--- Source extract ---

—————

Saturday, January 14, 2006

Update: A Bitter Pill

More than a dozen states have now declared public-health emergencies in order to cover drug costs for millions of senior citizens who have been denied life-saving medications or charged exhorbitant amounts because of glitches in the Bush administration's new Medicare federal prescription drug plan.

In addition to California, Alabama and Illinois, the states mentioned in a Kiko's House post yesterday, emergencies also have been declared in Arkansas, Connecticut, New Hampshire, New Jersey, Massachusetts, North Dakota, Ohio, Rhode Island, South Dakota, Vermont and Wisconsin.

With the botched response to Hurricane Katrina as the gold standard, the capacity of the Bush administration to screw up bigtime is legendary. President Bush bragged about the new drug plan as his signature domestic achievement before anyone knew whether it was going to work.

—————

--- Extracted records ---
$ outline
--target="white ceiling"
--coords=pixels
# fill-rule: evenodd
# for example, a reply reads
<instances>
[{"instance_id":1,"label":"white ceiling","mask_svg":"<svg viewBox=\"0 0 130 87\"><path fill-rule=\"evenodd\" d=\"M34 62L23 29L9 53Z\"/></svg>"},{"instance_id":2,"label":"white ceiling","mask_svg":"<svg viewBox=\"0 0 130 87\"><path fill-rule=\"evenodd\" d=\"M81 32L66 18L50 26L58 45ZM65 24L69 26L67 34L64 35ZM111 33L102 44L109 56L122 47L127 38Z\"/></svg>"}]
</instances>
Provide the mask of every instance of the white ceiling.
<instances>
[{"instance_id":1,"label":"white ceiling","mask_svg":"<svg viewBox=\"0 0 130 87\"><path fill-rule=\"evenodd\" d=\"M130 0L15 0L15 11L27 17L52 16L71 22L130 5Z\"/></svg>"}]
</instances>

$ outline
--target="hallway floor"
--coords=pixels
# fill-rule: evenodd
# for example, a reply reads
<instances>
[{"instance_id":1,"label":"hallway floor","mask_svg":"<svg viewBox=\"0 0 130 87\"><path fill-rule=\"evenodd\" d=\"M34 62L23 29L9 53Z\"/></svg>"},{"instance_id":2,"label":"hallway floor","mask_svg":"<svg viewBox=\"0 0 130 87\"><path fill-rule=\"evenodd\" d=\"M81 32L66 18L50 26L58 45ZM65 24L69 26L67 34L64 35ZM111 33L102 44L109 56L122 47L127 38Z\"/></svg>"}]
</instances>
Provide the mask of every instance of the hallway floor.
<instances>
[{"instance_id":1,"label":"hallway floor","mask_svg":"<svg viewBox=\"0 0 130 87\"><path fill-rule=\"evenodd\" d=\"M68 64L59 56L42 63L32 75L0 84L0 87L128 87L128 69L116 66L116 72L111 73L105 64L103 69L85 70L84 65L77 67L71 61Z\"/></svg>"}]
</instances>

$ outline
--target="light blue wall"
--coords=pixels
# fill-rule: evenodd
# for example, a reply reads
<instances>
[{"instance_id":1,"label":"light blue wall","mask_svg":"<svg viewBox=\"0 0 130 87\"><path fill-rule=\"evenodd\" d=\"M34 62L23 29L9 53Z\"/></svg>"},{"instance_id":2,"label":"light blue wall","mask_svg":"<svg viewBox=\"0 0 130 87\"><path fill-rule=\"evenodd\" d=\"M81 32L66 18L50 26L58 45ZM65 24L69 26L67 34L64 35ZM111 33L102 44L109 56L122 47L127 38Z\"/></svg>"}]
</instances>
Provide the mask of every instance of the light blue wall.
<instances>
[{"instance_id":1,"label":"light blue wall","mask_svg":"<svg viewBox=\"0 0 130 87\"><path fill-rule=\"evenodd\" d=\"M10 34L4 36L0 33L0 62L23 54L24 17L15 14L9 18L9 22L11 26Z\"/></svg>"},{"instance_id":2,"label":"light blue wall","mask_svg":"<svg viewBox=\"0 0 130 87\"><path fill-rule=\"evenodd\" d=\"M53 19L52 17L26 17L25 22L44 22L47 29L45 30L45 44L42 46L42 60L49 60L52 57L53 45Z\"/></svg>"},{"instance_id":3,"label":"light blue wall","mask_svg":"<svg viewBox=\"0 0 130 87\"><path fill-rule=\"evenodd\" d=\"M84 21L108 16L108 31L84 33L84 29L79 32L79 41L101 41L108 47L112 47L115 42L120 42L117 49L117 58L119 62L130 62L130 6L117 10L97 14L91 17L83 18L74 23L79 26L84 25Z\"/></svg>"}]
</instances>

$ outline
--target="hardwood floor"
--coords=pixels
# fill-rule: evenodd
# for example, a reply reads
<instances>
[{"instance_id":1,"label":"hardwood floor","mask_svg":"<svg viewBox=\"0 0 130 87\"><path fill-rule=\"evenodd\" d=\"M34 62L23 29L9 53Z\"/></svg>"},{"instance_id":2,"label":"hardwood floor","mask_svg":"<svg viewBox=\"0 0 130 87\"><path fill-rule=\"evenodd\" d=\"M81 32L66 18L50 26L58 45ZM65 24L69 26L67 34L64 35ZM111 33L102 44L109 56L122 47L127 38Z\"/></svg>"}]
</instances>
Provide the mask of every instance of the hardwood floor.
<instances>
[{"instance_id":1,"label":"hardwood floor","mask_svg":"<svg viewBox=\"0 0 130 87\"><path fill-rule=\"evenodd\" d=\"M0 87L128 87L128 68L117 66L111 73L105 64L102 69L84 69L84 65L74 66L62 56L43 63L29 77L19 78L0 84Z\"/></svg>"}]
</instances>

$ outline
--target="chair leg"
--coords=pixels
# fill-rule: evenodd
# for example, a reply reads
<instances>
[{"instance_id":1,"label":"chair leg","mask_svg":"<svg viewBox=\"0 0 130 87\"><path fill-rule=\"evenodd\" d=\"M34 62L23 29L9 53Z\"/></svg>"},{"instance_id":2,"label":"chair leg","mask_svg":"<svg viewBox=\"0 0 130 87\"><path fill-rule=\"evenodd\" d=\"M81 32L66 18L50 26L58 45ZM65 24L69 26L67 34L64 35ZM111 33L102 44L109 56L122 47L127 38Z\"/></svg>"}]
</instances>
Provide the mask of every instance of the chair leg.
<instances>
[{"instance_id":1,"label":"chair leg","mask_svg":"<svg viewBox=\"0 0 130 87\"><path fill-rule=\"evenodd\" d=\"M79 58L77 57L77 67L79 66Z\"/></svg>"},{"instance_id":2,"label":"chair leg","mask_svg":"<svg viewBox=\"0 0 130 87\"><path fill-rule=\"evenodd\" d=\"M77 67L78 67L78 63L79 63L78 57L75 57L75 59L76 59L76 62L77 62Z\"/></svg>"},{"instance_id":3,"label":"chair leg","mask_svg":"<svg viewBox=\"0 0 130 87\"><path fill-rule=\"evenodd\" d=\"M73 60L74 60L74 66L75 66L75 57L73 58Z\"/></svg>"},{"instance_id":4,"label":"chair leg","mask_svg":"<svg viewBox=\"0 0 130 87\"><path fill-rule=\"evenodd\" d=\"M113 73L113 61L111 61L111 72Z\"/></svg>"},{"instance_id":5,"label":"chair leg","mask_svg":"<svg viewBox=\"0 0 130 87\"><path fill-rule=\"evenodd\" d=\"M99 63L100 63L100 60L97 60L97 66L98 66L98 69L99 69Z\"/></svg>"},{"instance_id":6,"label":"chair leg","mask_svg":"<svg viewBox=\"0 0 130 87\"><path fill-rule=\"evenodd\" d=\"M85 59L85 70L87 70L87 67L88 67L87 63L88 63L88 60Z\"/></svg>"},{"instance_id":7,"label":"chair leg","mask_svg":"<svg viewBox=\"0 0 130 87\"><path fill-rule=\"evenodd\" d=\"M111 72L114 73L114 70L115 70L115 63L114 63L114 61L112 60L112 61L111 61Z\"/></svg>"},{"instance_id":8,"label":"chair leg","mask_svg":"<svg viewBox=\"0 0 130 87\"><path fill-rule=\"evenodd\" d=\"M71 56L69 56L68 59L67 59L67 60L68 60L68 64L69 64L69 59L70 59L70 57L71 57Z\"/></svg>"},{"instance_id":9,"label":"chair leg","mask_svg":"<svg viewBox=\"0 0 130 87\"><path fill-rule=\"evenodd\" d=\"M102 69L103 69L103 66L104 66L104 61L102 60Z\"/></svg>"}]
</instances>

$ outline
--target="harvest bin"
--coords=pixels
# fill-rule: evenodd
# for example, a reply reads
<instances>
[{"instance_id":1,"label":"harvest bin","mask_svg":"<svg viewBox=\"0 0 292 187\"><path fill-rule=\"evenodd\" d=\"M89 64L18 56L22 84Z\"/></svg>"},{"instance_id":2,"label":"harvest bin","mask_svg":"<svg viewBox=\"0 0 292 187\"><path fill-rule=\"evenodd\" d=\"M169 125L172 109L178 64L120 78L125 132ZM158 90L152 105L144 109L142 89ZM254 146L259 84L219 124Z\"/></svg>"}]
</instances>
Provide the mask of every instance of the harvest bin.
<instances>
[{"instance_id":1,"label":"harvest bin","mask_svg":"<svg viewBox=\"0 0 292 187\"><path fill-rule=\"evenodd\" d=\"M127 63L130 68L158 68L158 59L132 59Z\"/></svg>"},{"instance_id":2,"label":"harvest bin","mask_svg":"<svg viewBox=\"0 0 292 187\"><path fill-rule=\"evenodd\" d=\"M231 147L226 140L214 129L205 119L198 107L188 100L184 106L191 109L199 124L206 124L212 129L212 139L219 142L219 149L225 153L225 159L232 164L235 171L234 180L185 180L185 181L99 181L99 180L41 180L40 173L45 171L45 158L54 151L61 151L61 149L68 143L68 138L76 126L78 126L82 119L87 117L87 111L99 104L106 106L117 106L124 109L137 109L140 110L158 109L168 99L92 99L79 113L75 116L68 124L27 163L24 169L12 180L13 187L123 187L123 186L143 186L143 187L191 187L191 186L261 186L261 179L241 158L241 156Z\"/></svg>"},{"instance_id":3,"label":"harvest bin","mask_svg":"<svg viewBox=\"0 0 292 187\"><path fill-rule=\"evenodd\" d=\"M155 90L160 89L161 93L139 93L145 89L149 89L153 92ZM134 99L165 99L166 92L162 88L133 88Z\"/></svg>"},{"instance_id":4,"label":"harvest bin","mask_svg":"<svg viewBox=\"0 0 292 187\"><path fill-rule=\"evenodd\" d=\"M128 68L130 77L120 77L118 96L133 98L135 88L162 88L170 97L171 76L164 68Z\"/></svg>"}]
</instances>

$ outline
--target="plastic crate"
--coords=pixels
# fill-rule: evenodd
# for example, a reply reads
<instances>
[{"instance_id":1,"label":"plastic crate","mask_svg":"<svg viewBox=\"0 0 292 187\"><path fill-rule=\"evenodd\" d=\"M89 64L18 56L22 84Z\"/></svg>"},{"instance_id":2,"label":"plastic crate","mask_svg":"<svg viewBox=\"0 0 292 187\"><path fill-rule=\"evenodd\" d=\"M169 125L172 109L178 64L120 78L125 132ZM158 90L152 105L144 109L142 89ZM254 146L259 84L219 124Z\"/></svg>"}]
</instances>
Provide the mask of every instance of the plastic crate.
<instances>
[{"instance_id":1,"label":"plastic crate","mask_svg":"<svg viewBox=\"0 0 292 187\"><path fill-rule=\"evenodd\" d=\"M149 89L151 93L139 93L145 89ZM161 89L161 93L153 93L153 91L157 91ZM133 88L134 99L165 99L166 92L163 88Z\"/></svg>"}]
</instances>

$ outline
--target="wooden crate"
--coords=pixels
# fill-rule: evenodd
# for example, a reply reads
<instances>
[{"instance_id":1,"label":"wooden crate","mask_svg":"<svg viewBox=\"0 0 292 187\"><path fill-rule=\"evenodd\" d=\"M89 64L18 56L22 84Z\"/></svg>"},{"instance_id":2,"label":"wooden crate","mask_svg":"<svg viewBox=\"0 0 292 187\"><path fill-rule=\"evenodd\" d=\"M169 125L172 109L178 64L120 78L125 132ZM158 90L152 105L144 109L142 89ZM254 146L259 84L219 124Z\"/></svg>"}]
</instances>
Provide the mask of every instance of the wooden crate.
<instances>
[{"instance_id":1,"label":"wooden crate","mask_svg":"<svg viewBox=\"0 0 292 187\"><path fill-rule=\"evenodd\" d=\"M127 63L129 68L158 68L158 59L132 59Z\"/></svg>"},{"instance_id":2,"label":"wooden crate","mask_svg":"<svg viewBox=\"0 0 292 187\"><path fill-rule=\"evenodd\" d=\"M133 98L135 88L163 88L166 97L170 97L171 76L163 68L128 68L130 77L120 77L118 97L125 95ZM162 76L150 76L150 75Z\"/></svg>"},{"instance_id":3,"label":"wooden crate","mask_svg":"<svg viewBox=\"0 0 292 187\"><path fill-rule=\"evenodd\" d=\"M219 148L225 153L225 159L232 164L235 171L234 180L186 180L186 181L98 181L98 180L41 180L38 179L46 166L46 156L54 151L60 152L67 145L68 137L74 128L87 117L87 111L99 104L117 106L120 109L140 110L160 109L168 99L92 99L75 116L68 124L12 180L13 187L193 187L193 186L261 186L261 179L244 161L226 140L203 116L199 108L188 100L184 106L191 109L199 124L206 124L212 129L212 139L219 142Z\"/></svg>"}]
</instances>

—————

--- Work task ---
Continue the post about states declaring emergencies over the Medicare prescription drug plan, starting after its last sentence.

--- Solved problem ---
The program, which began Jan. 1, offers drug coverage for the first time to 43 million elderly and disabled Americans eligible for Medicare. At the same time, 6.4 million low-income beneficiaries who were receiving their medications through state Medicaid plans were switched into Medicare for their drug benefits and told they would not be charged the standard $250 deductible or co-payments.

However, many poor seniors were never enrolled or were enrolled in plans that do not cover their medications. Others received multiple insurance cards, creating confusion at the pharmacies. Some were charged the deductible and unaffordable co-payments.

This, er . . . hurricane of problems prompted first California and then other states to step in.

Mark B. McClellan, director of the drug plan, acknowledged that some 6.4 million seniors are affected. He also said that he did not have the authority for reimbursing the states.